┌─ PROVIDED ENTRIES
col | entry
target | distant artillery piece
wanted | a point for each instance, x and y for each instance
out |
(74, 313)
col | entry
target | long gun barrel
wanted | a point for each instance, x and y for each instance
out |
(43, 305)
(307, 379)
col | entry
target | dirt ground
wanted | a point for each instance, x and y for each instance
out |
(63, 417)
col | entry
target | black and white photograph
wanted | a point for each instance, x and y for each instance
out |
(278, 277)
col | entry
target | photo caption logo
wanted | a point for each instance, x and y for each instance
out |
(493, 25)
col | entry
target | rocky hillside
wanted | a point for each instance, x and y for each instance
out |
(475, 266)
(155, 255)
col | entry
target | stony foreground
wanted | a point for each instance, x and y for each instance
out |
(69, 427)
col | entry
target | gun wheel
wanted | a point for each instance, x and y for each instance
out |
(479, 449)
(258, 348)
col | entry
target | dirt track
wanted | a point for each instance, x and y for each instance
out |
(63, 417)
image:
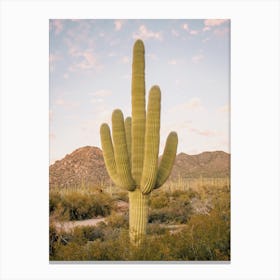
└─
EXERCISE DIRECTIONS - Please print every item above word for word, leaving the picture out.

EXERCISE ANSWER -
col | entry
target | distant artillery piece
wanted | a point for each instance, x and y for each instance
out |
(74, 313)
col | entry
target | long gun barrel
wanted | a point for each instance, x and y for each instance
out |
(43, 305)
(307, 379)
col | entry
target | dirt ground
wanted | a point for each instance, x and y for each instance
out |
(63, 417)
col | entry
target | black and white photograph
wanted | a point for each instance, x and y for each instance
out |
(278, 277)
col | entry
target | photo caption logo
wanted | a point for each instance, x and y for each instance
out |
(493, 25)
col | entry
target | rocky hillside
wanted | a point for each instance, x and y for each instance
out |
(475, 266)
(155, 255)
col | entry
target | stony foreground
wanted | a point for each instance, x and y for each instance
out |
(69, 427)
col | entry
target | gun wheel
wanted | a point for each instance, x and y for each instance
out |
(479, 449)
(258, 348)
col | entry
target | dirt track
wanted | a point for each instance, x and y for each instance
out |
(63, 417)
image:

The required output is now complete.